WRITTEN INSTRUCTION:
Copy all of the data below line for line, without changing anything.

DATASET EXTRACT:
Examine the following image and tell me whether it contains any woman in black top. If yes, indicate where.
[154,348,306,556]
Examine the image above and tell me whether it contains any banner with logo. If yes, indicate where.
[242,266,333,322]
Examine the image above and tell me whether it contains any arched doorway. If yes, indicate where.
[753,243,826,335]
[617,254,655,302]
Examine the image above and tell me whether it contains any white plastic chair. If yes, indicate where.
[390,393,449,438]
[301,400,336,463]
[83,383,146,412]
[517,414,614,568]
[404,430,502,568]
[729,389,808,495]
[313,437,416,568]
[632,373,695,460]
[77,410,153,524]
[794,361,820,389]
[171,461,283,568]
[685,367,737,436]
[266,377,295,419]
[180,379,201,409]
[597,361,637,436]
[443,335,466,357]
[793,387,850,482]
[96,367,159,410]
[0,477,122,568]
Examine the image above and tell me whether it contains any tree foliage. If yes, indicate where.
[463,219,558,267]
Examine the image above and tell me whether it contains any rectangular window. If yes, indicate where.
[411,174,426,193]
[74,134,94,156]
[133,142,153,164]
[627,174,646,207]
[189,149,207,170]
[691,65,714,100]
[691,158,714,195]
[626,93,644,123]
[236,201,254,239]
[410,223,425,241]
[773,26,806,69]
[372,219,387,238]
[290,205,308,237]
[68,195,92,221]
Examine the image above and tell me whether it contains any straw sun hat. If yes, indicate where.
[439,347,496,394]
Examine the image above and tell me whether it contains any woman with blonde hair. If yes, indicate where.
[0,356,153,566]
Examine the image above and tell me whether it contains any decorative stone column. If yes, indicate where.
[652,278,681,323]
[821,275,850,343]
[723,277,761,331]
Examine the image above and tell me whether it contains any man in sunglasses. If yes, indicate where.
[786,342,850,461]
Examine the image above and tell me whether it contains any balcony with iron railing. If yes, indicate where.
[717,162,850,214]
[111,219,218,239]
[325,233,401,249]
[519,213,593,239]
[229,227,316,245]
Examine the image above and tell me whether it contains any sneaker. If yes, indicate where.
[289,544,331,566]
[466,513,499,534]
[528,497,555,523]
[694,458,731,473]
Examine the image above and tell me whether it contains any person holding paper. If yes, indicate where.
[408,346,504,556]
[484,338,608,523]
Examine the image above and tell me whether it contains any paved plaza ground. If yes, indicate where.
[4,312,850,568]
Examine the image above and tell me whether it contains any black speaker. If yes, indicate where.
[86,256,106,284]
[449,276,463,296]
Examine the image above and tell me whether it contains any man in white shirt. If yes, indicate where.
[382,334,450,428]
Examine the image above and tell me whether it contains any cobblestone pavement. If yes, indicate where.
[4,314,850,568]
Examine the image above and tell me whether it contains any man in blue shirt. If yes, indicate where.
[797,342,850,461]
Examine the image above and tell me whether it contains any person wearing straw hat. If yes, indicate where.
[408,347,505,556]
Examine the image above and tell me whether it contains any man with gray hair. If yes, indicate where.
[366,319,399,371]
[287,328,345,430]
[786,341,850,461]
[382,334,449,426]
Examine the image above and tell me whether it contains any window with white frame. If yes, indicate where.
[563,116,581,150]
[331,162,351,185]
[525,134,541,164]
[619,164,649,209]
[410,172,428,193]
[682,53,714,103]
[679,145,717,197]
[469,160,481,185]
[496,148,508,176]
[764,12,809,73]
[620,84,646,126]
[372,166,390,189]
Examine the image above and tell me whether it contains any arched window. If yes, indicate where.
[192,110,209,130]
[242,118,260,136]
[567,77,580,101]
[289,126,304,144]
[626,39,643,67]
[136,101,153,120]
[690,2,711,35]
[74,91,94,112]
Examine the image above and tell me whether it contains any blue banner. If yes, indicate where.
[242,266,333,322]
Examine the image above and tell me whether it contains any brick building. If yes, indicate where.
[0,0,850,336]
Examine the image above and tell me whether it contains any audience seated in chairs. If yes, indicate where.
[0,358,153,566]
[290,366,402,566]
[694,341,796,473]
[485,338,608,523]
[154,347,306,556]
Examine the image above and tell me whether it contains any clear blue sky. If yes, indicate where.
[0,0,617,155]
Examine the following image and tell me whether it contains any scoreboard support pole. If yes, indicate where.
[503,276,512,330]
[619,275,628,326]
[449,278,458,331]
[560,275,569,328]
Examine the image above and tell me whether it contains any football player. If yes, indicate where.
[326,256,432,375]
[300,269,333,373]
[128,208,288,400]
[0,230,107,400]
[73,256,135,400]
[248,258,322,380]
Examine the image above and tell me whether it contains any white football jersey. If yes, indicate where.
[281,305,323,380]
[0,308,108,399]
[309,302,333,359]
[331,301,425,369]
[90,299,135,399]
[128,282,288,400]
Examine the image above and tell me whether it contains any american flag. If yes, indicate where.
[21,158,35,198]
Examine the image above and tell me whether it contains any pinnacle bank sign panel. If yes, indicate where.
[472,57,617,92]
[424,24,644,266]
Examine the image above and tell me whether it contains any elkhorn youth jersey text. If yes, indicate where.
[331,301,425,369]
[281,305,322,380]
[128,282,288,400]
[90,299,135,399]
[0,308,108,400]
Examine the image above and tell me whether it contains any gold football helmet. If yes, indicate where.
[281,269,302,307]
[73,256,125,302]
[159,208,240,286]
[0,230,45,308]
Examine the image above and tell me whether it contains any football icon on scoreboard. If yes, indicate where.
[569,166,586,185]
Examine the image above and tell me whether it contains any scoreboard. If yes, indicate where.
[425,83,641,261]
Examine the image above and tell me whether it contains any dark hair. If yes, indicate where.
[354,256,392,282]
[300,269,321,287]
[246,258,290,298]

RESPONSE TO THIS EXERCISE:
Examine the following image and tell me whether it contains any woman in black top. If yes, indicate where.
[154,348,306,556]
Examine the image above and tell me whether it contains any banner with logo. If yes, indicate where.
[242,266,333,322]
Examine the image above and tell me whether it contains any arched doorway. If yes, indicate where.
[753,243,826,335]
[617,254,655,302]
Examine the image above and tell me whether it contains any white plastic chair. If yes, indicate where.
[390,393,449,438]
[301,400,336,463]
[83,383,146,412]
[517,414,614,568]
[404,430,502,568]
[729,389,808,495]
[313,437,416,568]
[632,373,695,460]
[77,410,153,524]
[794,361,820,389]
[171,461,283,568]
[685,367,737,436]
[266,377,295,419]
[180,379,201,409]
[597,361,637,436]
[443,335,466,357]
[793,387,850,482]
[96,367,159,410]
[0,477,122,568]
Examine the image above and tell me whether it contains any tree foliage. If yes, indicate where.
[463,219,558,267]
Examine the image above and tell me whether it contains any rectangular window. If yes, indicate where.
[411,174,426,193]
[74,134,94,156]
[133,142,153,164]
[627,174,646,207]
[189,149,207,170]
[691,65,714,100]
[691,158,714,195]
[626,93,644,123]
[236,201,254,239]
[410,223,425,241]
[773,26,806,69]
[372,219,387,238]
[290,205,308,237]
[68,195,92,221]
Examine the image above and tell me whether it contains any straw sun hat. If yes, indicate where.
[439,347,496,394]
Examine the image above and tell me whether it contains any woman with blonde hair. If yes, indicate where.
[0,356,153,566]
Examine the image above and tell me whether it contains any decorative stone column. If yes, indicate where.
[652,278,681,323]
[821,275,850,343]
[723,277,761,331]
Examine the image above and tell me whether it contains any man in sunglasses. If yes, indicate where.
[786,342,850,461]
Examine the image above and tell me whether it contains any balcony with iron railing. If yes, indicate where.
[717,162,850,214]
[111,219,218,239]
[325,233,401,249]
[519,213,593,239]
[229,227,316,245]
Examine the image above and tell me whether it contains any sneaker. If yes, indicate where.
[289,544,331,566]
[466,513,499,534]
[528,497,555,523]
[694,458,731,473]
Examine the image above and tell me whether it contains any person holding paper. If yes, indicate where.
[408,346,504,556]
[484,338,608,523]
Examine the image above and tell me whether it contains any paved plaza ground. If yes, indicate where.
[4,312,850,568]
Examine the image above and tell me whether it contains any black speaker. If yes, indicate where.
[86,256,106,284]
[449,276,463,296]
Examine the image above and tell me whether it contains any man in white shirt. If yes, indicate where.
[382,334,450,428]
Examine the image above and tell me whether it contains any cobblestone pavement. If yes, indicate where.
[4,314,850,568]
Examine the image above and tell me whether it contains any man in blue shirt. If yes, indicate where.
[797,342,850,461]
Examine the image above and tell me whether it contains any person wearing straw hat. If yes, indicate where.
[408,347,505,556]
Examine the image above and tell me whether it contains any man with gray hair. If yes, indicate where.
[366,319,399,371]
[287,328,345,430]
[786,341,850,461]
[382,334,449,426]
Examine the image above and tell me whether it contains any window with white frame. If yes, indicate where.
[563,116,581,150]
[331,162,351,185]
[525,134,541,164]
[619,164,649,209]
[410,172,428,193]
[682,53,714,103]
[679,145,717,197]
[469,160,481,185]
[496,148,508,176]
[764,12,809,73]
[620,84,646,126]
[372,166,390,189]
Examine the image above and tell me whether it contains any arched window. If yes, indicate where.
[192,110,209,130]
[242,118,260,136]
[567,77,580,101]
[289,126,304,144]
[626,39,643,67]
[136,101,153,120]
[690,2,711,35]
[74,91,94,112]
Examine the image above and tell me whether it contains any blue banner. If yes, indicate where.
[242,266,333,322]
Examine the image above and tell me whether it contains any brick building. If yes, indicate where.
[0,0,850,336]
Examine the image above and tell me whether it contains any audience seated in chairs. If yes, indicate where.
[0,358,153,566]
[290,366,402,566]
[694,341,796,473]
[485,338,608,523]
[154,347,306,556]
Examine the image above and tell me whether it contains any clear blue sky. If yes, indicate where.
[0,0,617,155]
Examine the following image and tell me whether it contains any scoreboard support pole. If yes, indicate where.
[503,276,512,330]
[619,275,628,326]
[449,278,458,331]
[560,275,569,328]
Examine the image above and tell me whether it contains any football player. If yes, indicate where.
[326,256,432,375]
[300,269,333,373]
[128,208,288,400]
[0,230,107,400]
[73,256,135,400]
[248,258,322,380]
Examine the image above and tell me whether it contains any white football jersey. If yes, indicate where.
[281,305,323,380]
[0,308,108,399]
[309,302,333,359]
[331,301,425,369]
[90,299,135,399]
[128,282,288,400]
Examine the image above and tell me whether it contains any american flag. If yes, indicate where.
[21,158,35,198]
Examine the image above and tell me whether it contains any pinnacle bank sign panel. If yes, indicate where.
[472,57,617,92]
[424,24,644,266]
Examine the image above and tell me whether it contains any elkhorn youth jersey text. If yes, indicate where.
[331,301,425,369]
[281,305,322,380]
[128,282,288,400]
[90,299,135,399]
[0,308,108,400]
Examine the image above and tell me whether it contains any gold football helmet. If yes, indicate where.
[281,269,302,307]
[73,256,125,302]
[159,208,240,286]
[0,230,45,308]
Examine the image above and tell me whether it contains any football icon on scoreboard. If yes, indicate where.
[569,166,586,185]
Examine the image above and tell me whether it contains any scoreboard. If yes, indicate where.
[425,83,641,261]
Examine the image above and tell me whether it contains any dark hair. If yes, indicate where.
[354,256,392,282]
[300,269,321,287]
[246,258,290,298]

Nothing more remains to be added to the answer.